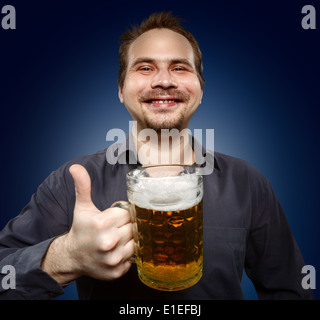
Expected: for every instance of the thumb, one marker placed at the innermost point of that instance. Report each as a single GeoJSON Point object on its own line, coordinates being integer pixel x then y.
{"type": "Point", "coordinates": [82, 183]}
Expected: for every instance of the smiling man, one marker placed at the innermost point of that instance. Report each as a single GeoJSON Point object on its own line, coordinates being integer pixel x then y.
{"type": "Point", "coordinates": [70, 230]}
{"type": "Point", "coordinates": [161, 89]}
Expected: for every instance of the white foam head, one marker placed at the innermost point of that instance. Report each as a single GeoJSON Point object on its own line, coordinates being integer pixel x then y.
{"type": "Point", "coordinates": [165, 193]}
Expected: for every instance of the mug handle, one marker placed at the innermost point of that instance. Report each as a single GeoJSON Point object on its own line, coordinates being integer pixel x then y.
{"type": "Point", "coordinates": [126, 206]}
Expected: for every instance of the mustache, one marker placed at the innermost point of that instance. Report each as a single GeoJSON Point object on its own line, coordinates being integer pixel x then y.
{"type": "Point", "coordinates": [161, 93]}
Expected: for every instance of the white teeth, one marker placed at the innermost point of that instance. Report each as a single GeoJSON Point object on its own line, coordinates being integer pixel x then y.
{"type": "Point", "coordinates": [163, 101]}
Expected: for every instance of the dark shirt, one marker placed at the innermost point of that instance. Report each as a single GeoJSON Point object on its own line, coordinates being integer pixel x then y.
{"type": "Point", "coordinates": [244, 228]}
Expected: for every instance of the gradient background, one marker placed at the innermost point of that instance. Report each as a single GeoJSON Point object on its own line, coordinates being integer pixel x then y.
{"type": "Point", "coordinates": [58, 98]}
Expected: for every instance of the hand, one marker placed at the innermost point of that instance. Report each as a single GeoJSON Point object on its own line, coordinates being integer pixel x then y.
{"type": "Point", "coordinates": [99, 243]}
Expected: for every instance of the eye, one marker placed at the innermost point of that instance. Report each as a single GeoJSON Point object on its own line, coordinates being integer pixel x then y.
{"type": "Point", "coordinates": [179, 69]}
{"type": "Point", "coordinates": [145, 69]}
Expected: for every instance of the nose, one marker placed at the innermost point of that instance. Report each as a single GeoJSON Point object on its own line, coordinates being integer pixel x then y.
{"type": "Point", "coordinates": [163, 79]}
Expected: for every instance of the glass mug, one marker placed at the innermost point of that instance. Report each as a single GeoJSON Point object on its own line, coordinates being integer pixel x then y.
{"type": "Point", "coordinates": [165, 204]}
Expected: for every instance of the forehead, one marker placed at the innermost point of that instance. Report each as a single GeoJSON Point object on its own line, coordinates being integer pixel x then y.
{"type": "Point", "coordinates": [161, 45]}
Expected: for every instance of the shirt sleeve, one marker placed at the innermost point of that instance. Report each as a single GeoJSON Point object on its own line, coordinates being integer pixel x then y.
{"type": "Point", "coordinates": [26, 238]}
{"type": "Point", "coordinates": [273, 259]}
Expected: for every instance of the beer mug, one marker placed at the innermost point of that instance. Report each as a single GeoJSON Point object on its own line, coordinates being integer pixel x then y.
{"type": "Point", "coordinates": [166, 212]}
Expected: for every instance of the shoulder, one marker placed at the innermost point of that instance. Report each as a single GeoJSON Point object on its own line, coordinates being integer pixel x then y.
{"type": "Point", "coordinates": [240, 171]}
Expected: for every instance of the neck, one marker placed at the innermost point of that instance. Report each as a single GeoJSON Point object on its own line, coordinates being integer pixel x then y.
{"type": "Point", "coordinates": [164, 148]}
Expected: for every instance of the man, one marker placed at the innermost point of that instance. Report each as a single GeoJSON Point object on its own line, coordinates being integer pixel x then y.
{"type": "Point", "coordinates": [71, 229]}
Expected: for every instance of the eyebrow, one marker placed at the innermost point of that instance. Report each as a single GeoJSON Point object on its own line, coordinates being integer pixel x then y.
{"type": "Point", "coordinates": [154, 61]}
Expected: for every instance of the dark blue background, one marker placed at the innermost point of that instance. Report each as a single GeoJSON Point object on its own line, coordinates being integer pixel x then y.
{"type": "Point", "coordinates": [58, 99]}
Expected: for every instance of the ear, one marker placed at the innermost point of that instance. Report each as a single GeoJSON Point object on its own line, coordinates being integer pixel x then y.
{"type": "Point", "coordinates": [201, 96]}
{"type": "Point", "coordinates": [120, 95]}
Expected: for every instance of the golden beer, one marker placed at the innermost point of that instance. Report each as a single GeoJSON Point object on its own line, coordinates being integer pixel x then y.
{"type": "Point", "coordinates": [168, 231]}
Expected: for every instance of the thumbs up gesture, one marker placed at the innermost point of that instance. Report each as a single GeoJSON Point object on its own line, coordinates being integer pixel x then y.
{"type": "Point", "coordinates": [99, 243]}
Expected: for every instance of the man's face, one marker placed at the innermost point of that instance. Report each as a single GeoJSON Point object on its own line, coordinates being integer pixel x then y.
{"type": "Point", "coordinates": [161, 89]}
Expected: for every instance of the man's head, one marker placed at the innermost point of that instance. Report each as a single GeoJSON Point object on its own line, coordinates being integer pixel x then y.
{"type": "Point", "coordinates": [160, 73]}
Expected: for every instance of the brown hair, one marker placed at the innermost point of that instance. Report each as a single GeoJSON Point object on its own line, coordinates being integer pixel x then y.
{"type": "Point", "coordinates": [156, 21]}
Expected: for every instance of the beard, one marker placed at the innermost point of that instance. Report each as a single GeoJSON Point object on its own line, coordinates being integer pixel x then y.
{"type": "Point", "coordinates": [163, 120]}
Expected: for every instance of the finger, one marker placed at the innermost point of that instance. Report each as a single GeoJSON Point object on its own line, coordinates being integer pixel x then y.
{"type": "Point", "coordinates": [118, 216]}
{"type": "Point", "coordinates": [125, 234]}
{"type": "Point", "coordinates": [82, 183]}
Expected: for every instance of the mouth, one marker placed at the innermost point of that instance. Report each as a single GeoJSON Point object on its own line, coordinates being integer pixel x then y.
{"type": "Point", "coordinates": [163, 102]}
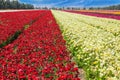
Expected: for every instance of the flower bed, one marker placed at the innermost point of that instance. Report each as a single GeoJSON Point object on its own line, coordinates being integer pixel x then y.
{"type": "Point", "coordinates": [39, 53]}
{"type": "Point", "coordinates": [103, 15]}
{"type": "Point", "coordinates": [13, 22]}
{"type": "Point", "coordinates": [95, 48]}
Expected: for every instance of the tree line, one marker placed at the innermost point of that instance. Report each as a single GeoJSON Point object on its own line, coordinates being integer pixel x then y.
{"type": "Point", "coordinates": [14, 4]}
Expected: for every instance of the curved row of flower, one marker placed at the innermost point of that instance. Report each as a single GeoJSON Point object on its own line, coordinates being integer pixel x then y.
{"type": "Point", "coordinates": [103, 15]}
{"type": "Point", "coordinates": [10, 22]}
{"type": "Point", "coordinates": [115, 12]}
{"type": "Point", "coordinates": [95, 50]}
{"type": "Point", "coordinates": [39, 53]}
{"type": "Point", "coordinates": [110, 25]}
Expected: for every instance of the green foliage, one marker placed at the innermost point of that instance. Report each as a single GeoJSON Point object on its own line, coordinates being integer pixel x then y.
{"type": "Point", "coordinates": [15, 4]}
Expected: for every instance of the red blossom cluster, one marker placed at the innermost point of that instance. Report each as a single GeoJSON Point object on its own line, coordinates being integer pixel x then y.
{"type": "Point", "coordinates": [10, 22]}
{"type": "Point", "coordinates": [39, 53]}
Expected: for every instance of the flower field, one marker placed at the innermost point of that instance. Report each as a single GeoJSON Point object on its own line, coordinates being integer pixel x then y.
{"type": "Point", "coordinates": [18, 20]}
{"type": "Point", "coordinates": [56, 45]}
{"type": "Point", "coordinates": [100, 13]}
{"type": "Point", "coordinates": [38, 52]}
{"type": "Point", "coordinates": [94, 44]}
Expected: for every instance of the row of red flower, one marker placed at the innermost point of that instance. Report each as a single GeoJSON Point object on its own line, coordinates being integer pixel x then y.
{"type": "Point", "coordinates": [39, 53]}
{"type": "Point", "coordinates": [103, 15]}
{"type": "Point", "coordinates": [10, 22]}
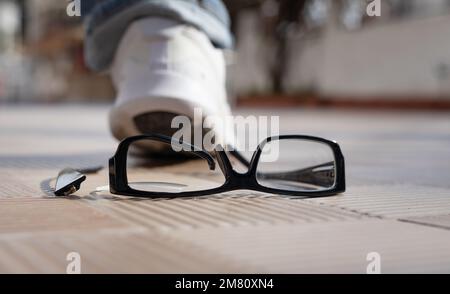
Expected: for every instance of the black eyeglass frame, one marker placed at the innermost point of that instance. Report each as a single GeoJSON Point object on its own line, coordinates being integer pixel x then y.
{"type": "Point", "coordinates": [233, 180]}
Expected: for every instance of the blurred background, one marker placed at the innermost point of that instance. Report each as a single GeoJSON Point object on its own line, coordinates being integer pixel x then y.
{"type": "Point", "coordinates": [288, 52]}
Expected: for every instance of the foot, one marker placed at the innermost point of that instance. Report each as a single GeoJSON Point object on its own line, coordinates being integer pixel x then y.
{"type": "Point", "coordinates": [161, 70]}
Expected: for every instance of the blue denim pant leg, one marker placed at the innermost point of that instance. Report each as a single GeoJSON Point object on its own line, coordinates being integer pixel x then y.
{"type": "Point", "coordinates": [107, 20]}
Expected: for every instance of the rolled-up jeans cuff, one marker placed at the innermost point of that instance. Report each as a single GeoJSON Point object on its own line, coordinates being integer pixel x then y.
{"type": "Point", "coordinates": [108, 21]}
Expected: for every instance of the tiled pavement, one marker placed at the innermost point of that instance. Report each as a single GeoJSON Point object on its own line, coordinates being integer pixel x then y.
{"type": "Point", "coordinates": [397, 203]}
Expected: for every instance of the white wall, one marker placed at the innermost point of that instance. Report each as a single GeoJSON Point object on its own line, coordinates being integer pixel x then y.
{"type": "Point", "coordinates": [393, 58]}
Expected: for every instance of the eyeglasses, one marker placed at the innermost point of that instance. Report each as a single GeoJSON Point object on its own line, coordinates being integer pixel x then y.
{"type": "Point", "coordinates": [292, 165]}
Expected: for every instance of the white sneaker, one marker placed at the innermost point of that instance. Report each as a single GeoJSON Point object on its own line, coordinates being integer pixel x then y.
{"type": "Point", "coordinates": [164, 69]}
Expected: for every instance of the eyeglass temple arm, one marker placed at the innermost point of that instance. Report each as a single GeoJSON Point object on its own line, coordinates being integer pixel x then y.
{"type": "Point", "coordinates": [322, 175]}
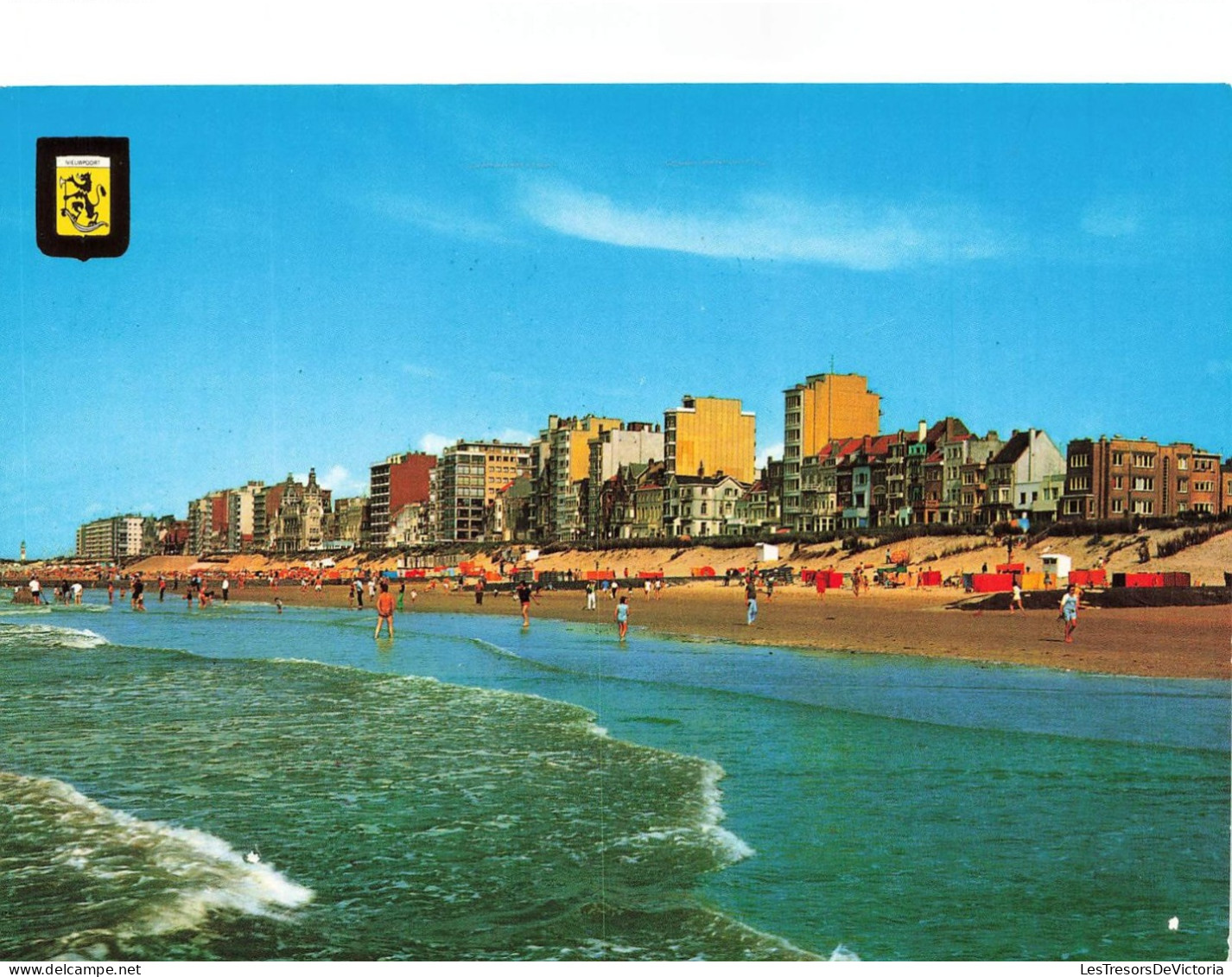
·····
**THE PROBLEM**
Copy the final portion of the records: every line from the one containing "Expected: for every instance of the white sneaker, one" through the last, word for word, without pictures.

**RESPONSE TO THE TASK**
Expected: for every instance of the white sneaker, one marker placed at the innermost point of that instance. Report each as a single GeoJSON Point object on its own line, coordinates being integer pixel x then y.
{"type": "Point", "coordinates": [164, 69]}
Expected: for every instance of the eyeglass temple arm, one marker placed at the innermost point of that instance. Report each as a single GeoJSON Point object on its own line, coordinates being integer pixel x then y.
{"type": "Point", "coordinates": [322, 175]}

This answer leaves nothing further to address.